##### Extrait fourni

Au départ, un sentiment de similarité. Déjà, on parle français. Les échanges ne datent pas d’hier, les voyages et les expatriations réciproques existent  : résultat, on est attendus et accueillis comme on l’est rarement en Europe - un grand merci aux camarades qui nous ont permis de squatter leurs apparts respectifs pendant ces deux semaines, en espérant qu’on ait pas été trop encombrants, et qui nous ont guidés durant notre séjour. Certains groupes se nomment de la même façon qu’en France, comme le RASH, les référents idéologiques sont à peu près les mêmes, l’Etat et le capitalisme sont bien présents là-bas comme ici. Et pourtant, les différences ne manquent pas : autre situation politique et cultutrelle, autres façons de militer, autres significations de certains termes.

Première surprise : on a beau être dans le Canada francophone, le salon est majoritairement anglophone. Ce n’est pas un problème, la traduction fonctionne assez bien - de l’avantage des pays bilingues. Mais c’est révélateur : en dépit de la distance, les américains du Nord se déplacent beaucoup plus que les français - un véritable périple pour certains punks venus de plusieurs milliers de kilomètres à pieds ou en stop. Revers de la médaille, les militants politiques sont beaucoup plus isolés, et d’ailleurs bien moins nombreux qu’en Europe : l’extrême gauche est quasiment inexistante au Québec, le trotskysme n’est qu’une figure foklorique, le maoïsme, pourtant en développement, un groupuscule d’ailleurs proche par ses thématiques, ses modes d’action et son imagerie des libertaires
- leur affiche d’appel au 1er mai 2007 était par exemple calquée sur une affiche de No Pasaran.

Les distances sont importantes, et se reflètent parfois dans les centres d’intérêt d’un lieu à l’autre : invités par la NEFAC (North East Federation of Anarcho-Communists) à mener deux conférences-débats sur la situation politique en France, celles-ci ont dérivé vers la question de l’abstentionnisme (à Montréal) et vers celle des perspectives de luttes sociales contre la droite dure (à Québec), qui a le vent en poupe aussi bien au Québec qu’en France. Certaines préoccupations demeurent cependant : les ateliers organisés à la suite du salon du livre ont ainsi abordé des thèmes classiques comme les rapports entre anarchisme et marxisme, des luttes plus récentes comme le féminisme, et bien sûr la question des rapports entre cultures, et entre militantisme libertaire et organisations religieuses, en particulier dans le cas des soutiens internationaux. Autant le dire, sur ce dernier sujet le débat organisé autour d’une organisation de soutien au Liban qui, bien qu’elle-même laïque, accepte de coopérer directement avec le Hezbollah, organisation islamiste chiite, a réuni beaucoup de monde (preuve de l’intérêt porté au sujet), mais a laissé autant de questions en suspend... La solution libertaire miracle n’est pas plus formulée au Canada qu’en France.

##########
##### Données fournies

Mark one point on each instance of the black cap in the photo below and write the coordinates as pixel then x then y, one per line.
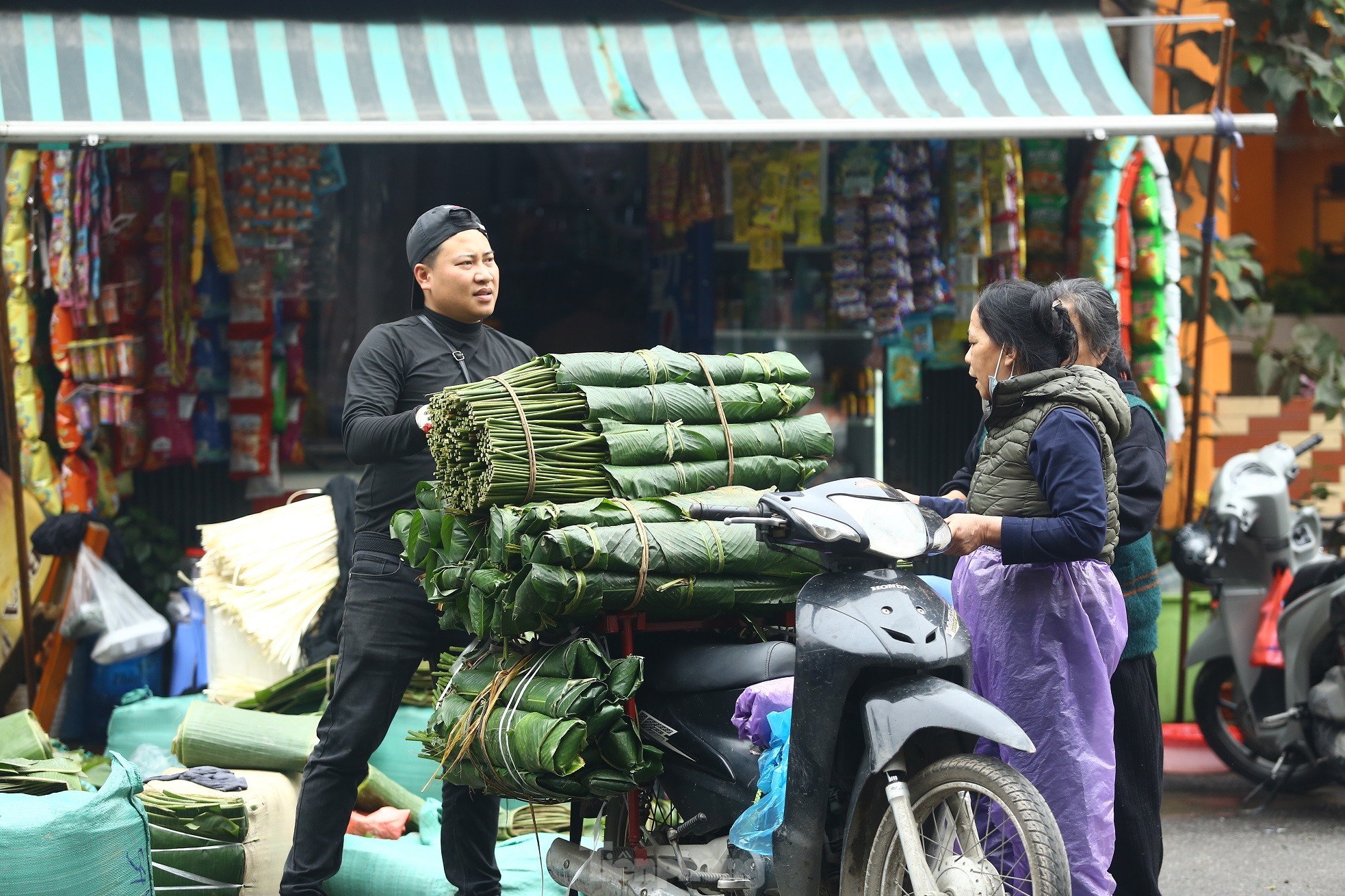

##########

§ Consignes
- A) Recopiez à l'identique le passage du récit du séjour au Québec qui commence à « Première surprise : on » et se termine à « de No Pasaran. ».
- B) Rédigez la suite du récit du séjour au Québec, en reprenant juste après sa dernière phrase.

§ Réponses
- A)
Première surprise : on a beau être dans le Canada francophone, le salon est majoritairement anglophone. Ce n’est pas un problème, la traduction fonctionne assez bien - de l’avantage des pays bilingues. Mais c’est révélateur : en dépit de la distance, les américains du Nord se déplacent beaucoup plus que les français - un véritable périple pour certains punks venus de plusieurs milliers de kilomètres à pieds ou en stop. Revers de la médaille, les militants politiques sont beaucoup plus isolés, et d’ailleurs bien moins nombreux qu’en Europe : l’extrême gauche est quasiment inexistante au Québec, le trotskysme n’est qu’une figure foklorique, le maoïsme, pourtant en développement, un groupuscule d’ailleurs proche par ses thématiques, ses modes d’action et son imagerie des libertaires
- leur affiche d’appel au 1er mai 2007 était par exemple calquée sur une affiche de No Pasaran.

- B)
Si les libertaires constituent une mouvance plus large que trotskystes ou maoïstes, ils restent, contrairement à la France, très peu organisés : la NEFAC est la seule organisation qui tente de regrouper des libertaires au-delà de leur implantation locale, et encore est-elle malheureusement l’objet d’une méfiance de principe de la part de nombreux libertaires opposés à toute forme d’organisation qui dépasserait le stade du projet ponctuel. L’auto-organisation de cette mouvance semble pourtant fonctionner souvent mieux qu’en France. A Montréal, les libertaires possèdent un immeuble entier, regroupant une librairie, une salle de concert et une bibliothèque / salle de réunion, et ont pas mal de contacts dans la scène contre-culturelle. A Québec, ils autogèrent une librairie, un bar qui accueille concerts et débats collectifs, sont investis dans les coopératives d’habitation et dans les luttes urbaines.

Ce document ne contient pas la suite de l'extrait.